[[ TEXT SEGMENT open ]]

Remark I could restrict this paper to explaining why I find traditional philosophical questions vague, and why before revising my net for philosophy, my own philosophical thinking had been seriously flawed by a deeply rooted vagueness which I was unable to acknowledge. However I will venture beyond this. I will conjecture that all traditional philosophy is flawed in a similar manner, and that contemporary academic philosophy takes these flaws to new levels of sophistication. Stated so broadly, this conjecture is too vague to be a proposition. I merely offer it as a vague indication of a background attitude, and it would be dishonest to ignore this attitude. As I expose the vagueness of my own philosophical questioning, I feel that this is more than just a personal weakness, that it is a symptom of a general weakness that pervades philosophical reasoning. This is why I no longer have a serious interest in academic philosophy. Had others not pressed me, I would probably make no attempt to even formulate the conjectures below that may be clear enough to be propositions. I make no attempt to provide evidence for these conjectures. However I will make some comments indicating why I find them fairly plausible.

These needs motivating philosophical questions are so central to being a person that I would call them spiritual. One difficult, but effective way to meet these needs is to live with more courage to face uncertainty than we usually muster. Instead we often learn to substitute verbal reassurance for this courage, finding a security which floats on an unrecognized sea of vagueness. This is possible because we have a facility for manipulating language without regard to its informational content. This is especially the case with language remote from direct experiential feedback. Philosophical discussion tends to involve vague remote impersonal synthetic subcepts. The only other area of human endeavor that I find more remote is contemporary mathematics, but most mathematical questions relate to a fairly clear public net for mathematics.

[[ TEXT SEGMENT closed ]]

§ EXERCISES:
1. Answer these questions about the passage on philosophical vagueness:
(a) What does the author say it would be dishonest to ignore?
(b) What do we often learn to substitute for the courage to face uncertainty?
(c) Which area of human endeavor does the author find more remote than philosophical discussion?
2. Write out the stretch of the passage on philosophical vagueness from "These needs motivating" through "net for mathematics.", word for word.

[[ GIVEN ENTRIES open ]]

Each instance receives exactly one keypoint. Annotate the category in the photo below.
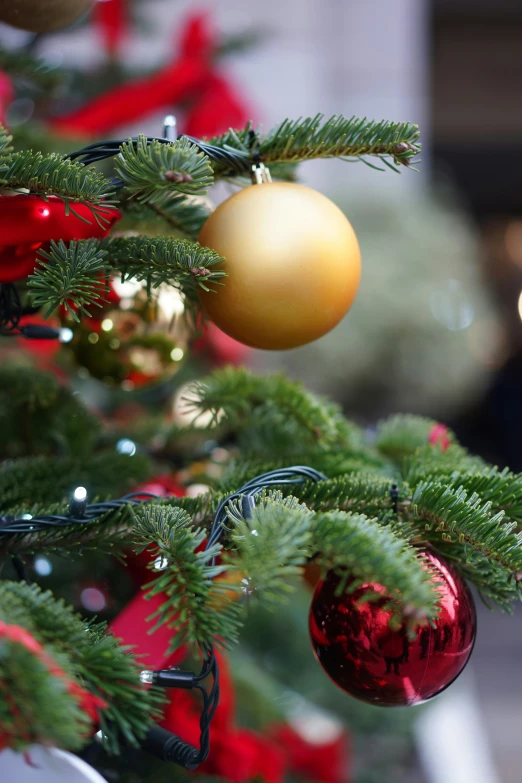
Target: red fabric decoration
(326, 762)
(88, 702)
(439, 436)
(110, 18)
(28, 223)
(237, 755)
(6, 95)
(219, 347)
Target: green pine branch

[[ GIVEN ENTRIES closed ]]

§ ANSWERS TO THIS EXERCISE:
1.
(a) The background attitude behind the conjecture that all traditional philosophy is flawed in a similar manner.
(b) Verbal reassurance.
(c) Contemporary mathematics.

2.
These needs motivating philosophical questions are so central to being a person that I would call them spiritual. One difficult, but effective way to meet these needs is to live with more courage to face uncertainty than we usually muster. Instead we often learn to substitute verbal reassurance for this courage, finding a security which floats on an unrecognized sea of vagueness. This is possible because we have a facility for manipulating language without regard to its informational content. This is especially the case with language remote from direct experiential feedback. Philosophical discussion tends to involve vague remote impersonal synthetic subcepts. The only other area of human endeavor that I find more remote is contemporary mathematics, but most mathematical questions relate to a fairly clear public net for mathematics.